*** Begin section ***

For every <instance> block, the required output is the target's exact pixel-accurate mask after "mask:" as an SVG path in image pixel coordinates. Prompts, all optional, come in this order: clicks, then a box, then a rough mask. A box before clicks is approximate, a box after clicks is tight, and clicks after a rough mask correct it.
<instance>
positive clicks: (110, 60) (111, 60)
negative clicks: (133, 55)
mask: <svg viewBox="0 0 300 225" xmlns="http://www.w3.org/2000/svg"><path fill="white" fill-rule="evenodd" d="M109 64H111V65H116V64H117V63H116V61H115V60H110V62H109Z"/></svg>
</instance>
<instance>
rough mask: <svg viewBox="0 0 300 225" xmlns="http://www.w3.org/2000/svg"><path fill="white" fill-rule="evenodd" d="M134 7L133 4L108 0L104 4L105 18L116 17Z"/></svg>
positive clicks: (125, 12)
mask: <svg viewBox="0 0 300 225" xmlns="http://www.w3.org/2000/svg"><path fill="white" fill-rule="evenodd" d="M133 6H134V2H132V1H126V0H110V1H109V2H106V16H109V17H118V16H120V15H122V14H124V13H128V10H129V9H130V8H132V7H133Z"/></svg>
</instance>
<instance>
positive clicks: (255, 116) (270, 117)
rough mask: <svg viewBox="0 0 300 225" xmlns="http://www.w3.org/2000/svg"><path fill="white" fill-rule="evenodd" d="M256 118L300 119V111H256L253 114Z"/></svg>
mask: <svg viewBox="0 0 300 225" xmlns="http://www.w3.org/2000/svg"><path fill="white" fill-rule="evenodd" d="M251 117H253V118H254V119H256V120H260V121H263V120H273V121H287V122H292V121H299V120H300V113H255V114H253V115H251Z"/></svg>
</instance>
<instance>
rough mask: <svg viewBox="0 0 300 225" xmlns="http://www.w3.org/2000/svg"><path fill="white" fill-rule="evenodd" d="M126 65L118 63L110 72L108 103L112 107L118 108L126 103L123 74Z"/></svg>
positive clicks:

*** End section ***

## WORK TASK
Provide an exact copy of all the material.

## REPLY TO THE EXERCISE
For every <instance> block, the required output is the target's exact pixel-accurate mask after "mask:" as an SVG path in image pixel coordinates. Prompts, all optional, come in this order: clicks, then a box, then a rough mask. A box before clicks is approximate, a box after clicks is tight, and clicks after a rough mask correct it.
<instance>
positive clicks: (110, 60) (111, 60)
negative clicks: (133, 55)
mask: <svg viewBox="0 0 300 225" xmlns="http://www.w3.org/2000/svg"><path fill="white" fill-rule="evenodd" d="M109 64H111V65H116V64H117V63H116V61H115V60H110V62H109Z"/></svg>
</instance>
<instance>
rough mask: <svg viewBox="0 0 300 225" xmlns="http://www.w3.org/2000/svg"><path fill="white" fill-rule="evenodd" d="M134 7L133 4L108 0L104 4L105 18L116 17Z"/></svg>
positive clicks: (125, 12)
mask: <svg viewBox="0 0 300 225" xmlns="http://www.w3.org/2000/svg"><path fill="white" fill-rule="evenodd" d="M133 6H134V2H132V1H126V0H110V1H109V2H106V16H109V17H118V16H120V15H122V14H124V13H128V10H129V9H130V8H132V7H133Z"/></svg>
</instance>
<instance>
positive clicks: (255, 116) (270, 117)
rough mask: <svg viewBox="0 0 300 225" xmlns="http://www.w3.org/2000/svg"><path fill="white" fill-rule="evenodd" d="M256 118L300 119V111H256L253 114Z"/></svg>
mask: <svg viewBox="0 0 300 225" xmlns="http://www.w3.org/2000/svg"><path fill="white" fill-rule="evenodd" d="M251 117H253V118H254V119H256V120H260V121H263V120H273V121H287V122H292V121H299V120H300V113H255V114H253V115H251Z"/></svg>
</instance>
<instance>
rough mask: <svg viewBox="0 0 300 225" xmlns="http://www.w3.org/2000/svg"><path fill="white" fill-rule="evenodd" d="M126 65L118 63L110 72L108 103L112 107L118 108L126 103L123 74Z"/></svg>
positive clicks:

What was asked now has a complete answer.